§ Directions for this task: Copy out all of the material below word for word, leaving out the pictures.

§ Dataset:
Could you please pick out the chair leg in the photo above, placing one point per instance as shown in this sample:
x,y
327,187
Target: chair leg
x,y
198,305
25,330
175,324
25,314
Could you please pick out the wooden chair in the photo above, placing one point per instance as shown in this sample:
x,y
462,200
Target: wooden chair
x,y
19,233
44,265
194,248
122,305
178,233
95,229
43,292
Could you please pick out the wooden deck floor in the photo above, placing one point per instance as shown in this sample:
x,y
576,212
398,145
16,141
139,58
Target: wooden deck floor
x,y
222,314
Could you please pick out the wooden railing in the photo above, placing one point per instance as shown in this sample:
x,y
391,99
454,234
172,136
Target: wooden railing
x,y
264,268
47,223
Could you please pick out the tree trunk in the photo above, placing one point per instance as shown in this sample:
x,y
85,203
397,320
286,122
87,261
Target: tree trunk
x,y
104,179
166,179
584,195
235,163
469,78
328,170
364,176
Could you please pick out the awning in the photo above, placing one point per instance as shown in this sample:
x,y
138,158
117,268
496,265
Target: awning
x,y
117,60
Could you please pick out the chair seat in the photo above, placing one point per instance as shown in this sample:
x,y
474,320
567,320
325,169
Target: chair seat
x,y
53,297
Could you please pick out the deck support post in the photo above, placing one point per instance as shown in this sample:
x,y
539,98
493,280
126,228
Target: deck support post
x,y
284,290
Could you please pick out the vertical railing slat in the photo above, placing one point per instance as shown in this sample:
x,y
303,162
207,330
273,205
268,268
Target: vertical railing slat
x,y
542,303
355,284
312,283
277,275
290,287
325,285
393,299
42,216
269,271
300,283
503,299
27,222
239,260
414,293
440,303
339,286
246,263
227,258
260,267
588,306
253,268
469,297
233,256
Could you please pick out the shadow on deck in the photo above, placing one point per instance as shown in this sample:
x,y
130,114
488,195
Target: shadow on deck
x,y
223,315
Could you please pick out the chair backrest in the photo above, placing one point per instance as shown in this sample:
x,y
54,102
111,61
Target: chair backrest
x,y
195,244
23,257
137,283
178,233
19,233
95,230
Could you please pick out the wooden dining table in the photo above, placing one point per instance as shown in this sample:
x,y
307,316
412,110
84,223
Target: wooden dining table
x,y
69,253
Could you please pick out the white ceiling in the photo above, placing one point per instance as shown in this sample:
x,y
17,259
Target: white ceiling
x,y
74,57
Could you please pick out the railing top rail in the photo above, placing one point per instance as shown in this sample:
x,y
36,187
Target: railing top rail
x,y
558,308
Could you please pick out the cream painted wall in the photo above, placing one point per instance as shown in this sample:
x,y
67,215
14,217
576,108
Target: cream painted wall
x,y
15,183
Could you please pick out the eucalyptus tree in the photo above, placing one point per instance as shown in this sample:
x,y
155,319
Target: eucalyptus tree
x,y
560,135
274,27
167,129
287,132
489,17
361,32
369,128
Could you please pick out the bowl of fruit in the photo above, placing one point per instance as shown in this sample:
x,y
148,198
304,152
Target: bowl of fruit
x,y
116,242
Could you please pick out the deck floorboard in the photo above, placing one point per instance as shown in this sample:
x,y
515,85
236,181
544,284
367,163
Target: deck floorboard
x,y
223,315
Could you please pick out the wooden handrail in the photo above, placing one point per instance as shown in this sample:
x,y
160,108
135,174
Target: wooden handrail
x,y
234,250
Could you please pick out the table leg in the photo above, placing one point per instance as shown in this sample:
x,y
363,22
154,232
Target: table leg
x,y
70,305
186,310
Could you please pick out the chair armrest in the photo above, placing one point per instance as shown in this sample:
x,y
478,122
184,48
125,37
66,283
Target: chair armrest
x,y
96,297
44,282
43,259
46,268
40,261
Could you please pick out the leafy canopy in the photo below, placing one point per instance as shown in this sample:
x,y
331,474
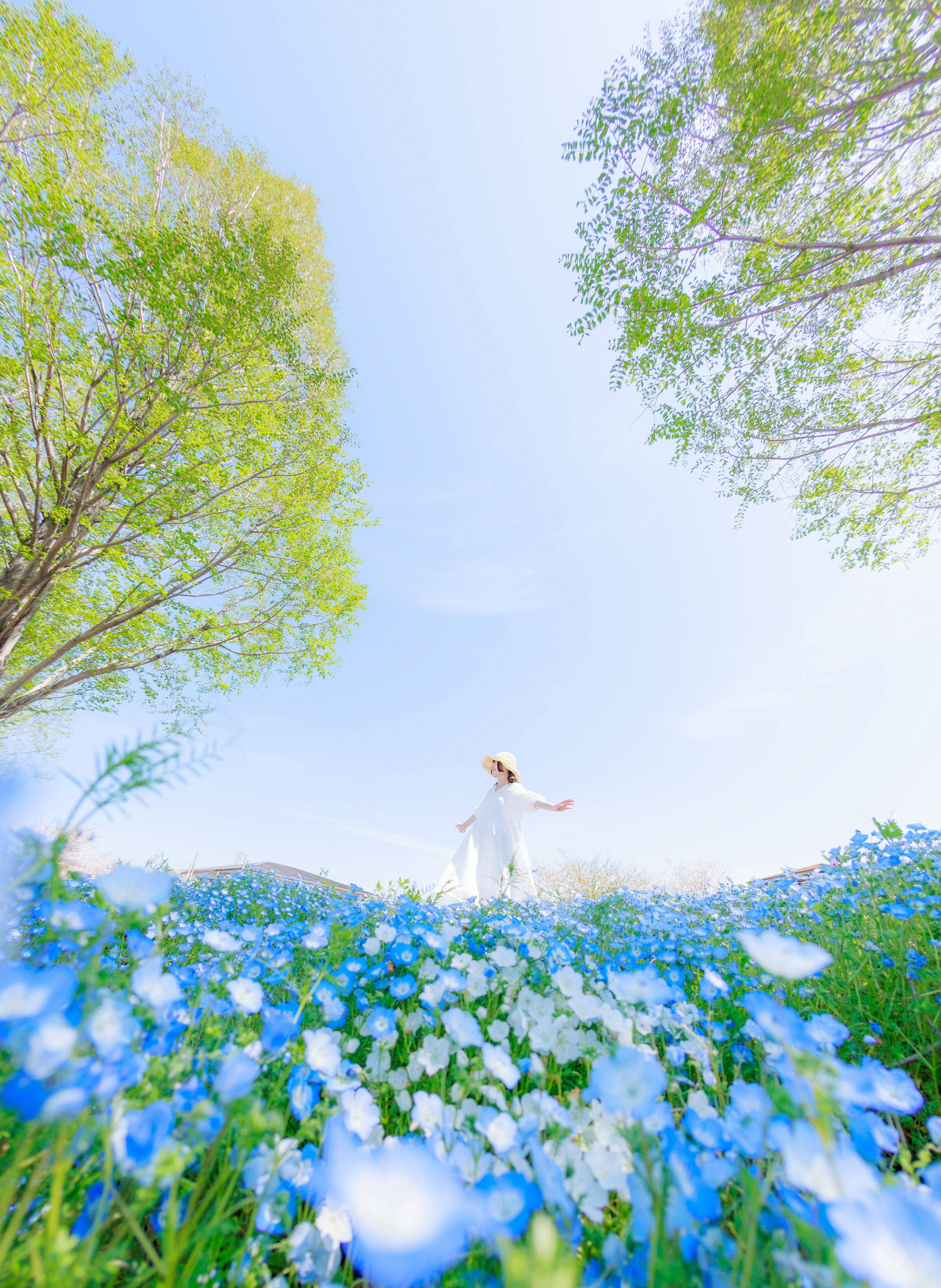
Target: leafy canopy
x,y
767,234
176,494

§ Task output:
Could you please pick out the chair leg in the photo above, placing one point per instance as shown in this sample:
x,y
327,187
Target: chair leg
x,y
198,305
25,330
175,324
25,314
Could you please pick out the wooden chair in the photo above, placing one point per instance as shown in this sample:
x,y
462,200
Target: wooden chair
x,y
19,233
44,265
194,248
122,305
178,233
95,229
43,292
Could you please pick out the wooden deck floor in the photo above, placing one point per instance as shown in this sample:
x,y
576,212
398,145
16,141
139,58
Target: wooden deck floor
x,y
222,314
Could you please pick out the wooden railing in the photo above, placing one point per instance as shown in this sample:
x,y
391,99
454,234
172,136
Target: wooden railing
x,y
264,268
47,223
Could you please pick out the tree trunk in the photo above, placing one point per instance as shown in this sample:
x,y
85,203
397,320
286,122
87,261
Target: tree trunk
x,y
104,179
166,179
584,195
235,163
469,78
328,170
364,176
Could you please pick out the awning in the photo above, placing one point per instance as shown in this sample:
x,y
138,158
117,268
496,265
Target: awning
x,y
117,60
Could you please pick out the chair seat in the photo above, placing one point per instance as shown in this sample:
x,y
474,320
567,320
325,169
Target: chair seat
x,y
53,297
Could you please pick out the deck support post in the photo above, placing one point per instance as shown in this sample:
x,y
539,98
493,280
126,228
Target: deck support post
x,y
284,290
Could you please pick out the vertical railing slat in the photo above, placing one point per instance as shown in this sample:
x,y
303,162
207,330
273,205
268,268
Target: vertical railing slat
x,y
542,303
355,284
312,283
277,275
290,287
325,285
393,299
42,216
269,271
300,283
503,299
27,222
239,260
414,293
440,303
339,286
246,263
227,258
260,267
588,306
253,268
469,297
233,256
Could you please pick out the shadow on deck in the photo above, placing one point per instance as shown in this sample:
x,y
130,114
488,195
Target: shadow on deck
x,y
223,315
Could you please pick out the chair backrest in the photo above, placing one point per instance as shown in this sample:
x,y
54,102
111,61
Target: chair backrest
x,y
195,244
23,257
137,283
178,233
19,233
95,230
Could you please pick out the wooden dining table in the photo above, placing one point per instance as shown in this sample:
x,y
307,316
412,110
84,223
Target: wooden dining table
x,y
69,253
Could you please pick out the white ceiling in the photo above, placing one point per instance as shown in this sample:
x,y
17,259
Target: white ceiling
x,y
74,57
Could you please pick out the railing top rail in the photo above, placing one point per instance as shown in this sample:
x,y
36,187
Target: railing top rail
x,y
558,308
Could you please pick out the cream painted wall in the photo above, placing one point per instance as shown in this sample:
x,y
67,215
14,217
576,108
Target: cream painted wall
x,y
15,183
Could you please pick out the eucalyptus tree in the photo above, placing one point per instance as shown in this sample:
x,y
155,319
Target: eucalyptus tree
x,y
560,135
274,27
167,129
287,132
489,17
361,32
369,128
Could you please pick out the bowl of fruit in the photo above, placing one point per instance as shown in this sample:
x,y
148,198
304,152
Target: bowl of fruit
x,y
116,242
Could you please pick out the deck floorboard in the photo above, placing one point per instance as shown in this sample:
x,y
515,85
236,181
544,284
367,163
Target: deck floorboard
x,y
223,315
Could you please pick out the wooden handrail in the photo above, placing one point per instance as shown in this sample:
x,y
160,108
135,174
Target: wooden handrail
x,y
234,250
Could you please pick out the table leg in the photo above, placing one point per instance as shown in this sample:
x,y
363,22
154,232
Target: table leg
x,y
70,305
186,310
Could you please pick out the chair armrest in the photo above, placing one point per instance as shown in this sample:
x,y
478,122
184,48
125,37
66,283
Target: chair armrest
x,y
96,297
44,282
43,259
46,268
40,261
Could you please pick out the leafy canopy in the photo below, placing one point per instance as shown in this sample:
x,y
331,474
Target: leafy canopy
x,y
767,234
176,494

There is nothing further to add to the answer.